» **SOURCE EXTRACT**:

The file system is capable of allowing many data pointers to reference the same physical data object.
Cataloging data objects, comparing the objects, and redirecting reference pointers forms the basis of the deduplication algorithm. As shown in Figure 2, referencing several identical objects with a single master object allows the space that is normally occupied by the duplicate objects to be given back to the storage system.
Deduplication Design Considerations
Given the fact that all deduplication vendors must maintain some form of catalog and must support some form of block referencing, there is a surprising variety of implementations (and they all have subtle differences that allow them all to be patented). The following sections explain the methods that vendors use when designing deduplication.
Hashing
Data deduplication begins with a comparison of two data objects. It would be impractical (and very arduous) to scan an entire data volume for duplicate objects each time a new object is written to that volume. For that reason, deduplication vendors create small hash values for each new object, and store these values in a catalog.
A hash value, also called a digital fingerprint or digital signature, is a small number that is generated from a longer string of data. A hash value is substantially smaller than the data object itself, and is generated by a mathematical formula in such a way that it is unlikely (although not impossible) for two nonidentical data objects to produce the same hash value.
A hash value can be as simple as a parity calculation or as elaborate as a SHA-1 or MD-5 encryption hash. In any case, once the hash values have been created, they can be easily compared and deduplication candidates can be identified.

» **RECORDED DATA**:
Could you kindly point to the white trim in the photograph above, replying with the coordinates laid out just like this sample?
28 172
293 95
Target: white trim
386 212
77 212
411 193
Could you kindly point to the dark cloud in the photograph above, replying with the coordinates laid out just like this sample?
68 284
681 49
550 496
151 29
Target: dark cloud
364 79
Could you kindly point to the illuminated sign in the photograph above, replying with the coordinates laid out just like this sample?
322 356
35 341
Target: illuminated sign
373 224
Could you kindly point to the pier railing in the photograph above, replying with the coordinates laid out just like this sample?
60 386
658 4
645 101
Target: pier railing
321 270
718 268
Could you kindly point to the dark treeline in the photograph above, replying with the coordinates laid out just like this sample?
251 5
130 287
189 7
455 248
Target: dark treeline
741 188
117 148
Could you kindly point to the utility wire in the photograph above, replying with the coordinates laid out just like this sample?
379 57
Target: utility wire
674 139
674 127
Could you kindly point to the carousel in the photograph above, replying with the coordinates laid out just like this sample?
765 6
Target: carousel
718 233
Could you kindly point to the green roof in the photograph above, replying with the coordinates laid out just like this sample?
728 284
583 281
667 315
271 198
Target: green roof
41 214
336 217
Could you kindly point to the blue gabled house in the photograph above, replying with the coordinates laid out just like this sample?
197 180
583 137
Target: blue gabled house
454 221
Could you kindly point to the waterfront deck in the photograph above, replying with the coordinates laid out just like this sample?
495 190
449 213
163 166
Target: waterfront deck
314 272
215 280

» **GOAL OF THE EXERCISE**: Quote the stretch of the deduplication passage from "The file system" through "the storage system.".

» **ANSWER TO THE EXERCISE**:
The file system is capable of allowing many data pointers to reference the same physical data object.
Cataloging data objects, comparing the objects, and redirecting reference pointers forms the basis of the deduplication algorithm. As shown in Figure 2, referencing several identical objects with a single master object allows the space that is normally occupied by the duplicate objects to be given back to the storage system.